Stored items
————————
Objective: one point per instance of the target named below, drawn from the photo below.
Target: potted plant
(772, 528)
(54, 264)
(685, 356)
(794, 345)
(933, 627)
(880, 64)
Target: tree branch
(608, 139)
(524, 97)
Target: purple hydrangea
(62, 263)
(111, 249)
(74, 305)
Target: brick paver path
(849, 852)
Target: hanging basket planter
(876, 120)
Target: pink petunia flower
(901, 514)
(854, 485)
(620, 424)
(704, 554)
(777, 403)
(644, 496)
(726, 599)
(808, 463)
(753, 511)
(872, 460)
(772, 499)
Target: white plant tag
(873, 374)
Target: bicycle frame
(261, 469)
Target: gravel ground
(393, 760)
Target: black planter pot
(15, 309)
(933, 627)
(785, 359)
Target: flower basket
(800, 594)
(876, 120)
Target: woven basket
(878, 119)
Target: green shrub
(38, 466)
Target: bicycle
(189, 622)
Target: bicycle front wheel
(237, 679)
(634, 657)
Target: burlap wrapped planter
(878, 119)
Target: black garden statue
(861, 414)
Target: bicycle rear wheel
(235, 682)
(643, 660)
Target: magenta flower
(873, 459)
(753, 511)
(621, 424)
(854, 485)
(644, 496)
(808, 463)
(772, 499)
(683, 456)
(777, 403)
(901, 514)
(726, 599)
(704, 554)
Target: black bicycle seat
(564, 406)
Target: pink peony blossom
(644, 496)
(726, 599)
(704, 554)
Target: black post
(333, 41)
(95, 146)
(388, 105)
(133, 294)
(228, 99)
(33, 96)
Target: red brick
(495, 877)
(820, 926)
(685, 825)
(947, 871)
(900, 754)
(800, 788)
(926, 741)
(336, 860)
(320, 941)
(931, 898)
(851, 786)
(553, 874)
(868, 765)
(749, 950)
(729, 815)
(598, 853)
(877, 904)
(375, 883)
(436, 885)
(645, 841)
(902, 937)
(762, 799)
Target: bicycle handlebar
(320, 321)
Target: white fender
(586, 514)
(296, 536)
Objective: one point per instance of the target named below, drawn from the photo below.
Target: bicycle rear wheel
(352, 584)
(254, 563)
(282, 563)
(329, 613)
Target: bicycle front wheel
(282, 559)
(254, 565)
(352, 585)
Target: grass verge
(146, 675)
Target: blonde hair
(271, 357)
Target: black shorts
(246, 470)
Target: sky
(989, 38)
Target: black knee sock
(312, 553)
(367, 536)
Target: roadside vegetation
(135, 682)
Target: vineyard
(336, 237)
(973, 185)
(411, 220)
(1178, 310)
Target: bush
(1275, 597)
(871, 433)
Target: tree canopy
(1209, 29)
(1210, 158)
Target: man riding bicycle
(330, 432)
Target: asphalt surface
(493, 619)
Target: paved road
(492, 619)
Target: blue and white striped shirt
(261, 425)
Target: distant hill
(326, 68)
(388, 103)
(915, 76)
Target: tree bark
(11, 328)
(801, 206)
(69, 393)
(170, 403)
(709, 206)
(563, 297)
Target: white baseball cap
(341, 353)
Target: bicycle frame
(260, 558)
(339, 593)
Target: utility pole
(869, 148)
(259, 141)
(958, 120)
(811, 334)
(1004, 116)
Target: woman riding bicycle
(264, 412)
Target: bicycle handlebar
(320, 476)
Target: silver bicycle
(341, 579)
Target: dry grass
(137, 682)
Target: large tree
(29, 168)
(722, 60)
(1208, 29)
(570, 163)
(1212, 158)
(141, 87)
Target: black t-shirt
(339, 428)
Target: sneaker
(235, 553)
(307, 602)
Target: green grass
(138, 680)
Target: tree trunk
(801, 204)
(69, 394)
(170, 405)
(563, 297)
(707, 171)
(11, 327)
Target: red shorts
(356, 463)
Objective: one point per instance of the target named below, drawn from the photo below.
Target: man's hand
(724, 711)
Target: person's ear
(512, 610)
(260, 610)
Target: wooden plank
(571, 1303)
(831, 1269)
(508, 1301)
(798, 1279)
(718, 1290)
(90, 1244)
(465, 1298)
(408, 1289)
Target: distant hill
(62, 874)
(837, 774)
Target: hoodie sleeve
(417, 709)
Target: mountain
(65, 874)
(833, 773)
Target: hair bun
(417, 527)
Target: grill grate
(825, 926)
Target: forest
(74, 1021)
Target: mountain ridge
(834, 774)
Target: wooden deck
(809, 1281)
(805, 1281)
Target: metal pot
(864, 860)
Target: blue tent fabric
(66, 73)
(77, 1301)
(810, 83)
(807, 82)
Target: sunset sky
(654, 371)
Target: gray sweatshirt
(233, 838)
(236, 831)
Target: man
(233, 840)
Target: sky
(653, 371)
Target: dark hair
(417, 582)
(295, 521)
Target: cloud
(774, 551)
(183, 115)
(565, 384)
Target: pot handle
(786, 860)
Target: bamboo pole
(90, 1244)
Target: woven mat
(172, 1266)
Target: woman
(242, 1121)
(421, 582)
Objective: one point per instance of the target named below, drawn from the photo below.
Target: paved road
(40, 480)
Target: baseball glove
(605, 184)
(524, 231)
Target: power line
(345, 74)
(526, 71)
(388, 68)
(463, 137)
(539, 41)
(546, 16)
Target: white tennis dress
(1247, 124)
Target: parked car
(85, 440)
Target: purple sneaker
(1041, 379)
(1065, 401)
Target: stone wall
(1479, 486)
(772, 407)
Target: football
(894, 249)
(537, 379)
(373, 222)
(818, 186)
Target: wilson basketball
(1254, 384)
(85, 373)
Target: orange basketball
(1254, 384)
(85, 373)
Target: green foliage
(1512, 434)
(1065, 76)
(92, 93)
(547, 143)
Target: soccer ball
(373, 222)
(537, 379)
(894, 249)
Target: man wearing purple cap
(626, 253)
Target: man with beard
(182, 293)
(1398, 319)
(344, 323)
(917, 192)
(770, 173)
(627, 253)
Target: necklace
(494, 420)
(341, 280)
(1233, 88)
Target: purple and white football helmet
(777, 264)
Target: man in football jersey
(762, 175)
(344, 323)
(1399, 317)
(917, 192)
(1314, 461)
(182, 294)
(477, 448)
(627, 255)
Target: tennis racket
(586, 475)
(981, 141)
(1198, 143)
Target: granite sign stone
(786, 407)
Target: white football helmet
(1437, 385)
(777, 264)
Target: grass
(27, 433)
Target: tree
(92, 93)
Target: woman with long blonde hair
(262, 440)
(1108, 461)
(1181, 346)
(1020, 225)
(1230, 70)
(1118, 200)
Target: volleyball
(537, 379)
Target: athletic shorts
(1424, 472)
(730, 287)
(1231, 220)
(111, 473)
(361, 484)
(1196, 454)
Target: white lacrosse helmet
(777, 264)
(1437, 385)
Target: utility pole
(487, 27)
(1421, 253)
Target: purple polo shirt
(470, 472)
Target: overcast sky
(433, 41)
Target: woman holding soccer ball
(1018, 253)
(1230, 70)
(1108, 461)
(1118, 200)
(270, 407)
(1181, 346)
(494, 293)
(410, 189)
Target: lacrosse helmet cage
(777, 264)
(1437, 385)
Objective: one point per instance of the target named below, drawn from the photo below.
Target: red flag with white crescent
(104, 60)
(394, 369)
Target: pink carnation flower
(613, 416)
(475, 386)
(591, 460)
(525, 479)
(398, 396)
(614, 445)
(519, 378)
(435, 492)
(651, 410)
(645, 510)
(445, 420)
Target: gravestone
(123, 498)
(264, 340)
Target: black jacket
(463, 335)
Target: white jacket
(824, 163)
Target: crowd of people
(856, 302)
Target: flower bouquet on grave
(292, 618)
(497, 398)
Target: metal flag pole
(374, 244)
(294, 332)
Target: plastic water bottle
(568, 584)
————————
Without changing a word, write out each entry again.

Objective: one point per instance of the target named below, drawn from the photo below.
Target: potted plant
(772, 528)
(54, 264)
(685, 356)
(794, 345)
(933, 627)
(880, 64)
Target: tree branch
(608, 139)
(524, 97)
Target: purple hydrangea
(62, 263)
(111, 249)
(74, 305)
Target: brick paver path
(849, 852)
Target: hanging basket planter
(876, 120)
Target: pink petunia flower
(901, 514)
(854, 485)
(620, 424)
(704, 554)
(777, 403)
(644, 496)
(726, 599)
(808, 463)
(753, 511)
(872, 460)
(772, 499)
Target: white plant tag
(873, 374)
Target: bicycle frame
(261, 469)
Target: gravel ground
(393, 760)
Target: black planter pot
(15, 309)
(933, 627)
(785, 359)
Target: flower basket
(800, 594)
(876, 120)
Target: woven basket
(878, 119)
Target: green shrub
(38, 466)
Target: bicycle
(189, 622)
Target: bicycle front wheel
(237, 679)
(634, 657)
Target: burlap wrapped planter
(878, 119)
Target: black garden statue
(861, 414)
Target: bicycle rear wheel
(235, 682)
(643, 660)
Target: magenta flower
(873, 459)
(753, 511)
(621, 424)
(854, 485)
(644, 496)
(808, 463)
(772, 499)
(683, 456)
(777, 403)
(901, 514)
(726, 599)
(704, 554)
Target: black bicycle seat
(564, 406)
Target: pink peony blossom
(644, 496)
(726, 599)
(704, 554)
Target: black post
(333, 41)
(95, 146)
(388, 105)
(133, 294)
(228, 99)
(33, 96)
Target: red brick
(495, 877)
(820, 926)
(685, 825)
(947, 871)
(900, 754)
(800, 788)
(926, 741)
(336, 860)
(320, 941)
(931, 898)
(851, 786)
(553, 874)
(868, 765)
(749, 950)
(729, 815)
(598, 853)
(877, 904)
(375, 883)
(436, 885)
(645, 841)
(902, 937)
(762, 799)
Target: bicycle handlebar
(320, 321)
Target: white fender
(586, 514)
(296, 536)
Objective: one point per instance of the target named below, drawn from the photo below.
Target: bicycle rear wheel
(352, 584)
(254, 563)
(282, 563)
(329, 613)
Target: bicycle front wheel
(282, 559)
(254, 565)
(352, 585)
Target: grass verge
(146, 675)
Target: blonde hair
(271, 357)
Target: black shorts
(246, 470)
Target: sky
(989, 38)
Target: black knee sock
(312, 553)
(367, 536)
Target: roadside vegetation
(135, 682)
Target: vineyard
(336, 237)
(973, 185)
(411, 220)
(1178, 310)
Target: bush
(1275, 597)
(871, 433)
Target: tree canopy
(1209, 29)
(1210, 158)
Target: man riding bicycle
(330, 432)
Target: asphalt surface
(493, 619)
Target: paved road
(492, 619)
Target: blue and white striped shirt
(261, 425)
Target: distant hill
(326, 68)
(388, 103)
(915, 76)
Target: tree bark
(11, 328)
(801, 206)
(69, 393)
(170, 403)
(709, 206)
(563, 297)
Target: white baseball cap
(341, 353)
Target: bicycle frame
(260, 558)
(339, 593)
Target: utility pole
(869, 148)
(259, 141)
(958, 120)
(811, 334)
(1004, 116)
Target: woman riding bicycle
(264, 412)
Target: bicycle handlebar
(320, 476)
Target: silver bicycle
(341, 579)
Target: dry grass
(137, 682)
Target: large tree
(29, 168)
(722, 60)
(1208, 29)
(570, 163)
(1212, 158)
(141, 87)
Target: black t-shirt
(339, 428)
Target: sneaker
(235, 553)
(307, 602)
Target: green grass
(138, 680)
Target: tree trunk
(801, 204)
(69, 394)
(170, 405)
(563, 297)
(707, 171)
(11, 327)
Target: red shorts
(356, 463)
Objective: one point per instance of the target named below, drawn from the photo below.
Target: man's hand
(724, 711)
Target: person's ear
(512, 610)
(260, 610)
Target: wooden plank
(571, 1303)
(831, 1269)
(508, 1301)
(798, 1279)
(718, 1290)
(90, 1244)
(465, 1298)
(408, 1289)
Target: distant hill
(62, 874)
(837, 774)
Target: hoodie sleeve
(417, 709)
Target: mountain
(65, 874)
(833, 773)
Target: hair bun
(417, 527)
Target: grill grate
(825, 926)
Target: forest
(74, 1021)
Target: mountain ridge
(834, 774)
Target: wooden deck
(809, 1281)
(805, 1281)
Target: metal pot
(864, 860)
Target: blue tent fabric
(66, 73)
(77, 1301)
(810, 83)
(807, 82)
Target: sunset sky
(654, 371)
Target: gray sweatshirt
(233, 838)
(236, 831)
Target: man
(233, 840)
Target: sky
(653, 371)
Target: dark hair
(417, 582)
(295, 521)
Target: cloud
(774, 551)
(183, 115)
(565, 384)
Target: pot handle
(786, 860)
Target: bamboo pole
(90, 1244)
Target: woven mat
(172, 1266)
Target: woman
(242, 1121)
(421, 582)
Objective: one point per instance of the target named below, drawn from the photo below.
Target: paved road
(40, 480)
Target: baseball glove
(605, 184)
(524, 231)
Target: power line
(345, 74)
(526, 71)
(388, 68)
(463, 137)
(539, 41)
(546, 16)
Target: white tennis dress
(1247, 124)
Target: parked car
(85, 440)
Target: purple sneaker
(1041, 379)
(1065, 401)
Target: stone wall
(1479, 486)
(772, 407)
Target: football
(894, 249)
(537, 379)
(373, 222)
(818, 186)
Target: wilson basketball
(1254, 384)
(85, 373)
Target: orange basketball
(1254, 384)
(85, 373)
Target: green foliage
(1512, 434)
(1065, 76)
(92, 93)
(547, 143)
Target: soccer ball
(373, 222)
(537, 379)
(894, 249)
Target: man wearing purple cap
(626, 253)
Target: man with beard
(182, 293)
(1398, 319)
(344, 323)
(917, 192)
(770, 173)
(627, 253)
Target: necklace
(494, 420)
(341, 280)
(1233, 88)
Target: purple and white football helmet
(777, 264)
Target: man in football jersey
(762, 175)
(344, 323)
(1399, 317)
(917, 192)
(1314, 461)
(182, 294)
(477, 448)
(627, 255)
Target: tennis racket
(586, 475)
(981, 141)
(1198, 143)
Target: granite sign stone
(786, 407)
Target: white football helmet
(1437, 385)
(777, 264)
Target: grass
(27, 433)
Target: tree
(92, 93)
Target: woman with long blonde hair
(262, 440)
(1108, 461)
(1181, 346)
(1020, 225)
(1230, 70)
(1118, 200)
Target: volleyball
(537, 379)
Target: athletic shorts
(1424, 472)
(730, 287)
(1231, 220)
(111, 473)
(361, 484)
(1196, 454)
Target: white lacrosse helmet
(777, 264)
(1437, 385)
Target: utility pole
(487, 27)
(1421, 253)
Target: purple polo shirt
(470, 472)
Target: overcast sky
(433, 41)
Target: woman holding soccer ball
(1018, 253)
(1230, 70)
(1108, 461)
(1118, 200)
(270, 407)
(1181, 346)
(494, 293)
(410, 189)
Target: lacrosse helmet cage
(777, 264)
(1437, 385)
Objective: one point per instance of the target named below, drawn from the photo below.
Target: red flag with white crescent
(104, 60)
(394, 369)
Target: pink carnation flower
(613, 416)
(475, 386)
(591, 460)
(525, 479)
(398, 396)
(614, 445)
(519, 378)
(435, 492)
(651, 410)
(645, 510)
(445, 420)
Target: gravestone
(123, 498)
(264, 340)
Target: black jacket
(463, 335)
Target: white jacket
(824, 163)
Target: crowd of people
(856, 302)
Target: flower bouquet on grave
(292, 618)
(497, 398)
Target: metal flag pole
(374, 244)
(294, 332)
Target: plastic water bottle
(568, 584)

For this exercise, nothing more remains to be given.